▶ _PROBLEM DETAILS_
Please copy all the lines that follow, word for word.

# Start of SUPPLIED INFORMATION

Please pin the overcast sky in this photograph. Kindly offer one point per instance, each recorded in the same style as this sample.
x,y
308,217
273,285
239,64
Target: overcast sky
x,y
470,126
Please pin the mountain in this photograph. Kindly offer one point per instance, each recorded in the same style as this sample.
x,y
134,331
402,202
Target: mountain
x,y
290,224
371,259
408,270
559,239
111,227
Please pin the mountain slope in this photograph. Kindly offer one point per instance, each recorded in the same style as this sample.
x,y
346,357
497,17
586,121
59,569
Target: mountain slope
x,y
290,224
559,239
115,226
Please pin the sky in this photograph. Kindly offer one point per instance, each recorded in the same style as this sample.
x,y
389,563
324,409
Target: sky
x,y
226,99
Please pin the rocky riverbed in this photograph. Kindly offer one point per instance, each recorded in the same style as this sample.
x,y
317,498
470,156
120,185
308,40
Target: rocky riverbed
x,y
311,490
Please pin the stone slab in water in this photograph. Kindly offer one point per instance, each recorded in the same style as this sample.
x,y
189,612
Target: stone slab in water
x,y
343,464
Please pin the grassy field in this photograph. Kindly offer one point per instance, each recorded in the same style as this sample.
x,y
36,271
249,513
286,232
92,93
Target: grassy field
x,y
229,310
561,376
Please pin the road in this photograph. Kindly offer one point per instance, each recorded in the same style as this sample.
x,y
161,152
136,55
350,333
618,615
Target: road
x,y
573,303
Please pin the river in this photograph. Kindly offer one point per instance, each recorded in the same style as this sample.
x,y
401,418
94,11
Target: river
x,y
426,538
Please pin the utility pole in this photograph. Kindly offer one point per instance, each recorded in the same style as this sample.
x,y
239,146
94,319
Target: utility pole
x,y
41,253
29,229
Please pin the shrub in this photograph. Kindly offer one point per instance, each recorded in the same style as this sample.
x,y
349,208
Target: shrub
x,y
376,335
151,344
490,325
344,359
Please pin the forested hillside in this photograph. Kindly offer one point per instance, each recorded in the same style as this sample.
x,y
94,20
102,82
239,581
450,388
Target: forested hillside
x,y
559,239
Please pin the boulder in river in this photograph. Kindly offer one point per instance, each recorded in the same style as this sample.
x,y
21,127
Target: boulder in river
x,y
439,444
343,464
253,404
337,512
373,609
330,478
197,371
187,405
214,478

# End of SUPPLIED INFORMATION

▶ _WORKED ANSWER_
Please pin the overcast sky in this photograph. Kindly offer one point per instance, each recorded in the same style as this sample.
x,y
308,217
273,285
239,64
Target: overcast sky
x,y
470,126
Please pin the mountain in this photograph. Kindly offer one point per instance, each recorded in the same style as this sample.
x,y
134,331
402,202
Target: mountain
x,y
290,224
371,259
408,270
559,239
111,227
Please pin the mountain slope in this photograph. Kindly offer one point per instance, each recorded in the same style as this sample.
x,y
346,357
497,17
586,121
59,569
Target: mountain slope
x,y
290,224
559,239
115,226
Please pin the sky in this photograph. Kindly offer one point per instance, each recorded in the same style as this sample.
x,y
389,563
324,409
Target: sky
x,y
226,99
Please pin the rocky riverbed in this photograph. Kindly offer one point per instance, each recorded in the same style as this sample.
x,y
317,498
470,156
120,185
308,40
Target: rocky riverbed
x,y
311,490
Please pin the stone slab in water in this photograph. Kindly offer one point per instance, each recorded in the same style as this sample.
x,y
189,612
Target: stone slab in water
x,y
343,464
Please pin the grassy field in this photograph. Kindly offer one point per instance, each recorded in the same style as this sample.
x,y
36,271
249,513
286,232
92,93
Target: grassy field
x,y
229,310
561,376
Please pin the road in this photograph. Kindly offer one point per instance, each recorded in the same style as this sample.
x,y
161,152
136,55
350,333
618,615
Target: road
x,y
573,303
Please pin the river in this photograph. Kindly offer one point per instance, each recorded in the same style as this sample.
x,y
401,418
94,11
Target: river
x,y
426,538
Please pin the utility pole in this photograph. Kindly offer one point per instance, each recorded in the same style as this sample.
x,y
239,146
94,319
Target: utility pole
x,y
41,253
29,229
Please pin the shrub in this photograph. Kindly offer one point per instance, each recorded in the same style as this sample.
x,y
349,208
Target: shrub
x,y
376,335
151,344
490,325
344,359
Please pin the forested hillside in this photograph. Kindly offer one point per instance, each recorded in the same style as this sample.
x,y
94,20
102,82
239,581
450,388
Target: forested hillside
x,y
559,239
Please pin the boulder in river in this photograph. Kindly offer one point per instance, each recorded in the same style as this sample.
x,y
21,127
Target: boulder in river
x,y
439,444
343,464
253,404
337,512
373,609
330,478
197,371
187,405
214,478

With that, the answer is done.